Set task: Reproduce every one of the following entries verbatim, character for character.
::::
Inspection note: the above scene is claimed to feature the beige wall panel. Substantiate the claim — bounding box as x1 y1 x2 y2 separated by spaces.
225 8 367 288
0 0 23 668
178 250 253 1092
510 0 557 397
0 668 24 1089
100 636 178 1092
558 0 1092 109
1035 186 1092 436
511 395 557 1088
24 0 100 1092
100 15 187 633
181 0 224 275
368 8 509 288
::::
Exercise response:
Inspection note: the above scene is claimed to feature the beige wall panel. Substantiate the claim — bounding box as x1 y1 x2 y2 separated by spaces.
225 8 367 288
0 0 23 668
178 250 253 1092
510 0 557 397
0 668 24 1089
100 636 178 1092
558 0 1092 109
1035 186 1092 436
511 395 557 1088
24 0 100 1092
100 15 187 633
181 0 224 275
368 8 509 288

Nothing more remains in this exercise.